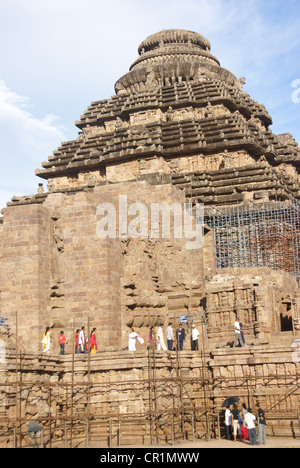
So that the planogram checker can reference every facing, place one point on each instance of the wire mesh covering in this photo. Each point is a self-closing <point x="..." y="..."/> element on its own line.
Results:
<point x="263" y="234"/>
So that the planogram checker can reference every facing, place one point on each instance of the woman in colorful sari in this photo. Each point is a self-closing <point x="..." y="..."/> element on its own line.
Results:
<point x="93" y="342"/>
<point x="46" y="340"/>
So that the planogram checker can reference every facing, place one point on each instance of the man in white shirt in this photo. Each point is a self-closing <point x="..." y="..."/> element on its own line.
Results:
<point x="238" y="336"/>
<point x="228" y="422"/>
<point x="194" y="339"/>
<point x="81" y="342"/>
<point x="249" y="419"/>
<point x="160" y="339"/>
<point x="170" y="336"/>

What is needed:
Reproduce the records above line for line, with no changes, but leave out the picture.

Complete answer:
So that the planogram checker can reference every facing, place one point on each instance of the wire mesh covering in this photo. Each point is a self-closing <point x="..." y="..."/> element on its own line.
Results:
<point x="263" y="234"/>
So that the planogram checker can reference every facing, place one point on each instance of the woman in colorful sari in this photo. Each point is a self-closing <point x="..." y="..."/> element on its own line.
Results:
<point x="93" y="342"/>
<point x="46" y="340"/>
So that the planogram checker can reference every facing, place one point on each instance of the man in white shirt in this photo. Each point is a self-closing <point x="..." y="..."/> element on its own line.
Results:
<point x="238" y="336"/>
<point x="228" y="422"/>
<point x="194" y="339"/>
<point x="81" y="342"/>
<point x="249" y="419"/>
<point x="160" y="339"/>
<point x="170" y="336"/>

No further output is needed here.